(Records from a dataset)
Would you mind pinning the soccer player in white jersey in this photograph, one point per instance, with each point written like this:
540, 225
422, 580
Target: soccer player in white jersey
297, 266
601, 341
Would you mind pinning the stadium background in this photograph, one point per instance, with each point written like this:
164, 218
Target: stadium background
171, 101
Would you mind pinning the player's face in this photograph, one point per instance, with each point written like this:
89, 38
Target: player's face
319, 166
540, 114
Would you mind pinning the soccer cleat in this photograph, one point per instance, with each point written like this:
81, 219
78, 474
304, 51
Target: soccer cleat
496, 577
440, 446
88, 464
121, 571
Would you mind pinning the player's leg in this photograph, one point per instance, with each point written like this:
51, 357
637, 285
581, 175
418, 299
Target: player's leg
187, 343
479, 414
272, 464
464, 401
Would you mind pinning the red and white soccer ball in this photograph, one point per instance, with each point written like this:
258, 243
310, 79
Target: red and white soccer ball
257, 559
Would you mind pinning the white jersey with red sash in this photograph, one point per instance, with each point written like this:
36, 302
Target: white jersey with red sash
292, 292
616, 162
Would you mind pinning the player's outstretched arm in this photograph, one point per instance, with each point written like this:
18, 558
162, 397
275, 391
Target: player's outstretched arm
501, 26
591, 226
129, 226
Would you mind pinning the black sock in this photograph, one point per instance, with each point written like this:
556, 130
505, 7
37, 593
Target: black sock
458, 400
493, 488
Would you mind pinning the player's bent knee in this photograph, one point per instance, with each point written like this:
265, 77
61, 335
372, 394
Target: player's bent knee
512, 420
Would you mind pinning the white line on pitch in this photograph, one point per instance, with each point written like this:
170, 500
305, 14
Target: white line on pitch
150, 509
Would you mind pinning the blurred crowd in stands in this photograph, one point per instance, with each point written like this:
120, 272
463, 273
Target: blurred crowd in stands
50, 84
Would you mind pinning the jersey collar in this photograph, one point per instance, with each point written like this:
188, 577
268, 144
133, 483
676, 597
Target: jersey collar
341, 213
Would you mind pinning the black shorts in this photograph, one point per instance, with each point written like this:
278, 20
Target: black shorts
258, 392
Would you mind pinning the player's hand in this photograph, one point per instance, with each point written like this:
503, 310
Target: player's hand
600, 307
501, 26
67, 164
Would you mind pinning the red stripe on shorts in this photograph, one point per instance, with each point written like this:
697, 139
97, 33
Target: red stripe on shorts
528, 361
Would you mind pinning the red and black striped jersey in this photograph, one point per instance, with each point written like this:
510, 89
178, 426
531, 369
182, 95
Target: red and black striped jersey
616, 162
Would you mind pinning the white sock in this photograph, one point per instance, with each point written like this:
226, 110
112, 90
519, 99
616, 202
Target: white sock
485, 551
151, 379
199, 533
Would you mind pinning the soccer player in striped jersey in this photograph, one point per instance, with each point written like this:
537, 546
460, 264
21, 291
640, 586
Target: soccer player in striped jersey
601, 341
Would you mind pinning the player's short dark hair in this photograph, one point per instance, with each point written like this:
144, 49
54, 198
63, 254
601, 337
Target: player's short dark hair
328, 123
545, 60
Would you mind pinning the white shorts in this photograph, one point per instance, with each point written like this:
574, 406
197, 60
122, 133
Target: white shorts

» PROBLEM TO SOLVE: Write the records above out again, exactly as they are.

» ANSWER TO THE PROBLEM:
Would you mind pinning the soccer player in white jersey in this photograph, one point per instance, with each point written like this:
540, 225
422, 580
Target: soccer player in white jersey
297, 266
601, 341
Would you mind pinning the stadium background in this photograph, one point per instance, with each point written like this:
164, 218
Target: stadium background
171, 101
Would you mind pinning the player's face in this photograph, one point per instance, with each point written like this:
89, 38
Target: player's face
319, 166
540, 114
Would you mind pinning the soccer cleat in this photograph, one point per instance, with each point written like this:
81, 219
78, 474
304, 51
Target: soccer cleat
496, 577
440, 446
88, 464
121, 571
Would you mind pinning the player's leg in this photograph, one point per instance, with each point written like this:
51, 357
637, 285
581, 175
418, 299
Target: player's leg
187, 343
479, 414
272, 464
464, 401
Would you mind pinning the red and white soccer ball in this photograph, one point per instance, with each point written like this:
258, 243
310, 79
Target: red and white soccer ball
257, 559
Would you mind pinning the white jersey with red sash in this photograph, one point per instance, with each point written like this:
36, 302
Target: white jersey with red sash
292, 292
616, 162
Would you mind pinning the player's outstretched arm in this photograph, one point per instance, with each point written like this:
18, 558
162, 397
275, 391
Target: player's outstretched arm
501, 26
591, 226
129, 226
Would you mind pinning the black sock in this photograph, one point per instance, with each point written like this:
556, 130
505, 7
37, 593
Target: black sock
458, 400
493, 488
Would you mind pinning the player's bent knee in this photograph, one point per instance, with each point written like this:
265, 77
61, 335
372, 394
Target: player's bent knee
512, 420
Would you mind pinning the white line on pitch in this photograph, one point per instance, with each point written like this:
170, 500
305, 14
Target: white line on pitch
150, 509
Would you mind pinning the blurred crowd in stands in this photograph, one point per instance, with each point written like this:
120, 272
463, 273
Target: blurred crowd in stands
50, 84
Would you mind pinning the jersey collar in this photograph, one point per instance, with each point written like this:
188, 577
268, 144
133, 483
676, 597
Target: jersey collar
341, 213
Would you mind pinning the black shorts in this photograph, one point per instance, with each point written like this:
278, 20
Target: black shorts
258, 392
Would you mind pinning the player's hand in this photograph, one point per instance, with each point written like this:
503, 310
Target: player's hand
600, 307
501, 26
67, 164
Would you mind pinning the red stripe on shorts in this photograph, one point per instance, with each point written like this:
697, 139
97, 33
Target: red stripe on shorts
528, 361
Would you mind pinning the red and black striped jersey in this photograph, one point per instance, with each point written like this:
510, 89
178, 426
531, 369
182, 95
Target: red and black striped jersey
616, 162
Would you mind pinning the white sock in this photograph, one point per instance, with each point written like this:
226, 110
112, 90
519, 99
616, 202
Target: white sock
485, 551
151, 379
199, 533
Would you mind pinning the soccer player in striped jersey in this photograph, one point per instance, with each point written like this:
537, 546
460, 264
21, 291
640, 586
Target: soccer player in striped jersey
601, 341
Would you mind pinning the player's short dark hair in this photograph, one point per instance, with each point written like this:
144, 49
54, 198
63, 254
601, 337
Target: player's short dark hair
328, 123
545, 60
Would you mind pinning the white shorts in this photograph, one point per instance, with each point written like this:
574, 406
197, 60
122, 133
Target: white shorts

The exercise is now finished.